Tuesday, June 26, 2007

The return of Shirley Bassey

Shirley Bassey has probably never been away, but to most people, particularly anyone under 35, she may have seemed like a name from the past, because she hasn't been the star she once was since perhaps the late 70s.

Well all that mght be about to change, since Dame Shirley, aged almost 70 years old, took to a chilly stage at Glastonbury, wearing a spectacular pink dress and feather boa and looking impossibly glamorous.

She proceeded to belt out a selection of her hits of yesteryear, to a surprisingly big crowd, of all ages, who danced in the mud and sang along to the likes of 'Hey Big Spender' and 'The Lady is a Tramp'.

All good fun, and it was great to see la Bassey in good vocal form, but it was pure cabaret (if only she'd played at Lost Vagueness at 2am eh?)

However, little did anybody suspect just what vocal form she was about to unleash. Shirl hasn't been content to rest on her laurels and has engaged some hip young songwiters to provide her with some new material.

The first I knew of it was when an altogether moodier musical beast came rolling from the PA, courtesy of her full orchestra, as she launched into the powerful and defiant opening verse of 'The Living Tree', which I've since learned is to be a single released in the next week or so.

I sat up and took notice, just in time to be blown back into my seat by a searing blast of pure vocal power as Bassey hit the chorus. It made the hairs stand up on the back of my neck, which is more than I can say for any of the other performers on the BBC's Glastonbury coverage, Arctic Monkeys included.

Unfortunately, the footage doesn't appear to be available, but I've found the official video and soon-to-be-released single, on the ever dependable YouTube.

Now THIS is singing...

Wow. Number one for sure.

Thursday, June 14, 2007

Spooky Woods, Glentress. Mountain bike heaven!

Back in 2003, me and Jude went to Glentress, near Peebles, 20 miles or so South of Edinburgh, to meet some mates for some mountain biking fun. Glentress is one of the increasing number of Forestry Commission forests which are being equipped with purpose made mtb trails. We did a brilliant 20 odd mile circuit including some of the best singletrack (narrow track, one bike wide). It included this, the descent through the brilliantly named Spooky Woods, captured wonderfully on helmet cam with some excellent self-composed music to accompany...

Friday, June 08, 2007

Blue tits and woodpeckers

Back in March, our next door neighbour, David, gave me a nestbox. Dave is a long-standing member of the RSPB (Royal Society for the Protection of Birds), and has an assortment of variously-sized nestboxes scattered about his large garden.

The box he gave me was one he'd made, from bits of an old pallet probably (Dave's a great one for making quality items from recycled timber), and was designed for a Blue Tit. It's all to do with the size of the hole, apparently.

> [Data excerpts]
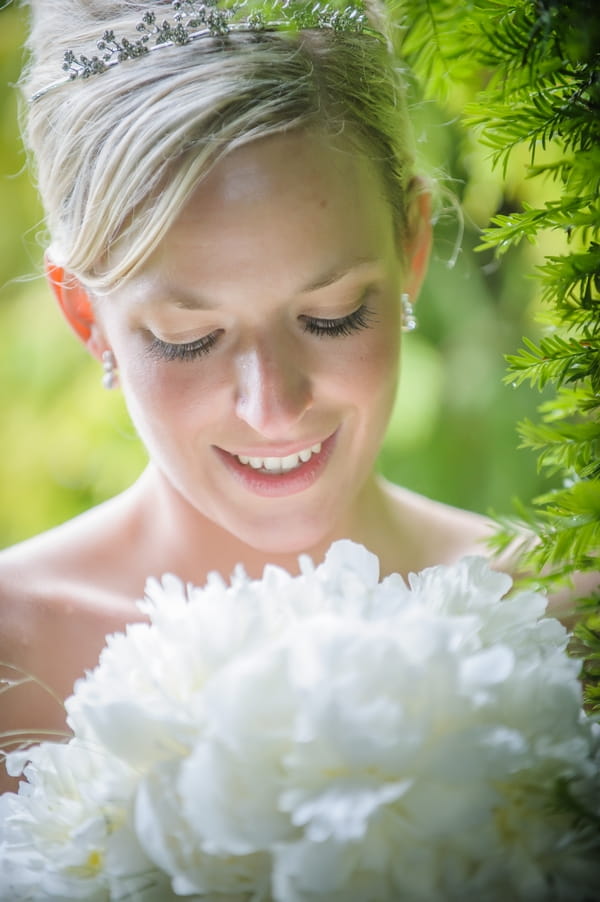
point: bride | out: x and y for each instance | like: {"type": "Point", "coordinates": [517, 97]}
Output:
{"type": "Point", "coordinates": [238, 236]}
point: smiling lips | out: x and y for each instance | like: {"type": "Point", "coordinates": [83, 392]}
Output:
{"type": "Point", "coordinates": [275, 465]}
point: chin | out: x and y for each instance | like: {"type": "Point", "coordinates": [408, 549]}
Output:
{"type": "Point", "coordinates": [287, 537]}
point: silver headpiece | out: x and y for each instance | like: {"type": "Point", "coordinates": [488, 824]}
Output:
{"type": "Point", "coordinates": [191, 21]}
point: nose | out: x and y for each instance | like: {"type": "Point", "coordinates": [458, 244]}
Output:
{"type": "Point", "coordinates": [273, 389]}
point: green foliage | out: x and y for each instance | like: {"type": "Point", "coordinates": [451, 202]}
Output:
{"type": "Point", "coordinates": [531, 72]}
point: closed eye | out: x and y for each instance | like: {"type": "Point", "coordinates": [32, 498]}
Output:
{"type": "Point", "coordinates": [163, 350]}
{"type": "Point", "coordinates": [361, 318]}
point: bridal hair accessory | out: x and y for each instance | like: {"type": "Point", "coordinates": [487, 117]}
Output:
{"type": "Point", "coordinates": [192, 21]}
{"type": "Point", "coordinates": [109, 365]}
{"type": "Point", "coordinates": [409, 320]}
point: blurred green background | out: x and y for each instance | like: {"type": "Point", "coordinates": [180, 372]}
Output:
{"type": "Point", "coordinates": [67, 444]}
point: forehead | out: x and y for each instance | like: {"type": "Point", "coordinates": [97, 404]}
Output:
{"type": "Point", "coordinates": [281, 210]}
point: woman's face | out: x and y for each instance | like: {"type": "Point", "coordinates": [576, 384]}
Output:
{"type": "Point", "coordinates": [258, 348]}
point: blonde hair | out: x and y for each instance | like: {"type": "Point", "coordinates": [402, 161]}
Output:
{"type": "Point", "coordinates": [118, 154]}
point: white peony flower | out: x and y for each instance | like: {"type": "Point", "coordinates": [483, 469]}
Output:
{"type": "Point", "coordinates": [319, 737]}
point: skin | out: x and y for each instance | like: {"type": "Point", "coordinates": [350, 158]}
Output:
{"type": "Point", "coordinates": [285, 231]}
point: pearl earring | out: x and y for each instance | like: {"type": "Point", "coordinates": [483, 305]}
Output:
{"type": "Point", "coordinates": [409, 320]}
{"type": "Point", "coordinates": [109, 365]}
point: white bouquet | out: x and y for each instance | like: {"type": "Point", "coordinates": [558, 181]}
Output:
{"type": "Point", "coordinates": [319, 737]}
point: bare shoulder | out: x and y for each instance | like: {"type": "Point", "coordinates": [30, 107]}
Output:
{"type": "Point", "coordinates": [436, 533]}
{"type": "Point", "coordinates": [55, 612]}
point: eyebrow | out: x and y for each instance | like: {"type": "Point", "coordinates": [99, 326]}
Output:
{"type": "Point", "coordinates": [329, 277]}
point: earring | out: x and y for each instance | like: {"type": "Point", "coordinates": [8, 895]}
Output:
{"type": "Point", "coordinates": [109, 365]}
{"type": "Point", "coordinates": [409, 320]}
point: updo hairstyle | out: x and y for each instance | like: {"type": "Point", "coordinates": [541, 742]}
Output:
{"type": "Point", "coordinates": [118, 154]}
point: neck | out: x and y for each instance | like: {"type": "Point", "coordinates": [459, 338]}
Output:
{"type": "Point", "coordinates": [189, 544]}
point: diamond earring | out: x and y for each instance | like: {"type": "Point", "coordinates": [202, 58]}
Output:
{"type": "Point", "coordinates": [109, 365]}
{"type": "Point", "coordinates": [409, 320]}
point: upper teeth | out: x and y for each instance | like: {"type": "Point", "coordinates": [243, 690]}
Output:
{"type": "Point", "coordinates": [280, 464]}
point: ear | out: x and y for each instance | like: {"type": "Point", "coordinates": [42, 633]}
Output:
{"type": "Point", "coordinates": [416, 241]}
{"type": "Point", "coordinates": [76, 305]}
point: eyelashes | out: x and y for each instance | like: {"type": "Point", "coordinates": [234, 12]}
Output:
{"type": "Point", "coordinates": [163, 350]}
{"type": "Point", "coordinates": [361, 318]}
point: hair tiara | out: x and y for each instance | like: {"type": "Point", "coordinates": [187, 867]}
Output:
{"type": "Point", "coordinates": [192, 21]}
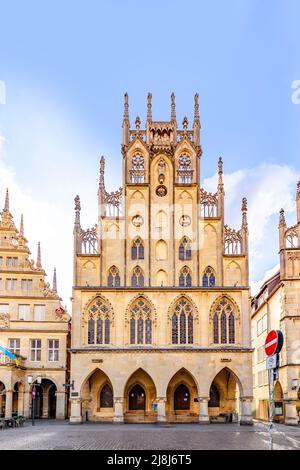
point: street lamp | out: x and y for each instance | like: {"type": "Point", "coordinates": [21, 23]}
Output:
{"type": "Point", "coordinates": [33, 393]}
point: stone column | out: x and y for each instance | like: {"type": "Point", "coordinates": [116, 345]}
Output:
{"type": "Point", "coordinates": [203, 410]}
{"type": "Point", "coordinates": [161, 409]}
{"type": "Point", "coordinates": [8, 404]}
{"type": "Point", "coordinates": [60, 405]}
{"type": "Point", "coordinates": [291, 417]}
{"type": "Point", "coordinates": [118, 404]}
{"type": "Point", "coordinates": [246, 411]}
{"type": "Point", "coordinates": [76, 416]}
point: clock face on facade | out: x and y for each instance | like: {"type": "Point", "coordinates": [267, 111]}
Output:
{"type": "Point", "coordinates": [137, 220]}
{"type": "Point", "coordinates": [185, 220]}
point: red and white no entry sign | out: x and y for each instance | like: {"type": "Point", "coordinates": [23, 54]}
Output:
{"type": "Point", "coordinates": [274, 342]}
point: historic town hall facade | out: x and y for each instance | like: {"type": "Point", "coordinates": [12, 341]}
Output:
{"type": "Point", "coordinates": [161, 300]}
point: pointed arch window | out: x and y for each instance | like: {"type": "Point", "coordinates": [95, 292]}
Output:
{"type": "Point", "coordinates": [182, 322]}
{"type": "Point", "coordinates": [209, 278]}
{"type": "Point", "coordinates": [224, 322]}
{"type": "Point", "coordinates": [137, 278]}
{"type": "Point", "coordinates": [185, 278]}
{"type": "Point", "coordinates": [113, 279]}
{"type": "Point", "coordinates": [184, 172]}
{"type": "Point", "coordinates": [137, 172]}
{"type": "Point", "coordinates": [185, 251]}
{"type": "Point", "coordinates": [99, 322]}
{"type": "Point", "coordinates": [137, 249]}
{"type": "Point", "coordinates": [140, 322]}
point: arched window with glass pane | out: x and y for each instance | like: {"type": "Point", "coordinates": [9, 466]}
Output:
{"type": "Point", "coordinates": [140, 322]}
{"type": "Point", "coordinates": [224, 322]}
{"type": "Point", "coordinates": [182, 322]}
{"type": "Point", "coordinates": [137, 249]}
{"type": "Point", "coordinates": [99, 322]}
{"type": "Point", "coordinates": [209, 277]}
{"type": "Point", "coordinates": [137, 278]}
{"type": "Point", "coordinates": [185, 250]}
{"type": "Point", "coordinates": [185, 278]}
{"type": "Point", "coordinates": [113, 279]}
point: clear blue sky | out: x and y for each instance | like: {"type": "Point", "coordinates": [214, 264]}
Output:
{"type": "Point", "coordinates": [66, 65]}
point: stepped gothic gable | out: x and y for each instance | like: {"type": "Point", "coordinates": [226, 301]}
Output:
{"type": "Point", "coordinates": [161, 287]}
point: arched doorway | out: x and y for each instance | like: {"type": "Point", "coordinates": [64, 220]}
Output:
{"type": "Point", "coordinates": [279, 411]}
{"type": "Point", "coordinates": [140, 398]}
{"type": "Point", "coordinates": [2, 400]}
{"type": "Point", "coordinates": [182, 398]}
{"type": "Point", "coordinates": [223, 405]}
{"type": "Point", "coordinates": [137, 398]}
{"type": "Point", "coordinates": [97, 397]}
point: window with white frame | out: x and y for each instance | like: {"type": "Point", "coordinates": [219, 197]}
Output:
{"type": "Point", "coordinates": [24, 312]}
{"type": "Point", "coordinates": [14, 345]}
{"type": "Point", "coordinates": [53, 350]}
{"type": "Point", "coordinates": [11, 262]}
{"type": "Point", "coordinates": [11, 284]}
{"type": "Point", "coordinates": [4, 308]}
{"type": "Point", "coordinates": [26, 284]}
{"type": "Point", "coordinates": [39, 312]}
{"type": "Point", "coordinates": [35, 350]}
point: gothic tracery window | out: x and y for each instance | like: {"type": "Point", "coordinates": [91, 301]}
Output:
{"type": "Point", "coordinates": [184, 172]}
{"type": "Point", "coordinates": [99, 322]}
{"type": "Point", "coordinates": [185, 278]}
{"type": "Point", "coordinates": [137, 278]}
{"type": "Point", "coordinates": [182, 322]}
{"type": "Point", "coordinates": [137, 249]}
{"type": "Point", "coordinates": [185, 252]}
{"type": "Point", "coordinates": [140, 322]}
{"type": "Point", "coordinates": [113, 279]}
{"type": "Point", "coordinates": [208, 278]}
{"type": "Point", "coordinates": [137, 172]}
{"type": "Point", "coordinates": [224, 322]}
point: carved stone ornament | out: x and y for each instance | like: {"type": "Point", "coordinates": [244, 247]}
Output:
{"type": "Point", "coordinates": [185, 220]}
{"type": "Point", "coordinates": [137, 220]}
{"type": "Point", "coordinates": [161, 191]}
{"type": "Point", "coordinates": [4, 320]}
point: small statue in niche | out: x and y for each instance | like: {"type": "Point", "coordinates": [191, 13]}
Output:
{"type": "Point", "coordinates": [161, 171]}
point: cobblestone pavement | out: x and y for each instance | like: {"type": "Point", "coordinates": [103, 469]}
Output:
{"type": "Point", "coordinates": [63, 436]}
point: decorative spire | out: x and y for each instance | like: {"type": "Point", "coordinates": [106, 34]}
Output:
{"type": "Point", "coordinates": [54, 288]}
{"type": "Point", "coordinates": [220, 172]}
{"type": "Point", "coordinates": [196, 107]}
{"type": "Point", "coordinates": [149, 107]}
{"type": "Point", "coordinates": [126, 109]}
{"type": "Point", "coordinates": [77, 210]}
{"type": "Point", "coordinates": [244, 213]}
{"type": "Point", "coordinates": [39, 258]}
{"type": "Point", "coordinates": [173, 110]}
{"type": "Point", "coordinates": [185, 123]}
{"type": "Point", "coordinates": [22, 226]}
{"type": "Point", "coordinates": [137, 123]}
{"type": "Point", "coordinates": [282, 222]}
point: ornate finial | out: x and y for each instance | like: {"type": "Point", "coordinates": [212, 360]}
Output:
{"type": "Point", "coordinates": [282, 221]}
{"type": "Point", "coordinates": [126, 107]}
{"type": "Point", "coordinates": [22, 226]}
{"type": "Point", "coordinates": [185, 123]}
{"type": "Point", "coordinates": [149, 107]}
{"type": "Point", "coordinates": [39, 257]}
{"type": "Point", "coordinates": [6, 204]}
{"type": "Point", "coordinates": [298, 190]}
{"type": "Point", "coordinates": [220, 172]}
{"type": "Point", "coordinates": [137, 123]}
{"type": "Point", "coordinates": [196, 112]}
{"type": "Point", "coordinates": [54, 288]}
{"type": "Point", "coordinates": [173, 110]}
{"type": "Point", "coordinates": [77, 210]}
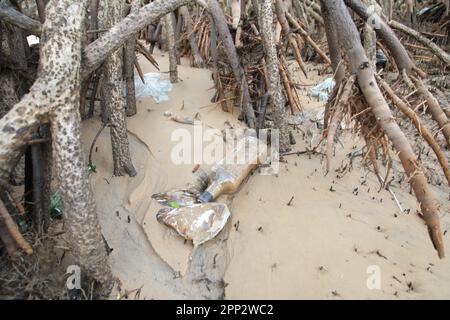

> [Tasks to complete]
1. The blog's Shirley Bassey post names several songs. List every song title it gives.
2. According to the blog, why may Shirley Bassey have seemed like a name from the past to most people? Answer in one or two sentences.
3. Carry on the blog's post about the blue tit nestbox, starting after its last sentence.

> [Exercise responses]
1.
'Hey Big Spender'
'The Lady is a Tramp'
'The Living Tree'

2. She hasn't been the star she once was since perhaps the late 70s. This is especially true for anyone under 35.

3.
Now, I've been a sort of half-hearted twitcher since childhood. I love most living things, and birds are interesting, amusing, and occasionally, exciting and spectacular, but I'd never had a nestbox, so I was grateful to David's gift. I knew that birds were nesting so I had to get it up quick if I hoped to catch a pair for this year.

Two days later, I was up a ladder, in the large weeping willow which spraeds like a great umbrella over the central part of our back garden. There was a 4" branch stub projecting from one of the main branches which looked perfect. It was on the North side of the tree, which I figured would be best, as it would be out of the heat of the sun.

I screwed the box securely into place, and left it. Within a day, there were birds visiting. First up, a Great Tit, who obviously liked the property, but found the front entrance a bit tight. He was followed by a Blue Tit, who popped inside, back out, then repeated the in-out movement several times, obviously having a good look around. Then he proceeded to start pecking and tugging industriously at the edge of the hole, presumably tidying up the rough sawn margins, until he was satisfied.

Below: Blue Tit

A few days later, I sat quietly in the garden, and was delighted to see a pair of Blue Tits busily flying to and from the box, carrying bits and pieces of material for the nest. We had tenants!
After a week or so, I began to wonder if the birds had deserted the nest, as I couldn't see them, but then one evening I saw the male fly to the box and go inside, carrying something in his beak, so I knew they were still there.

Below: 'Time for your close-up Mr Tit!'

Two weeks ago, I eased myself into the hanging swing-chair suspended from the weeping willow, directly beneath the nestbox. Once I'd been quiet for a minute or so, I realised that I could hear loud cheeping coming from the box. The eggs had hatched!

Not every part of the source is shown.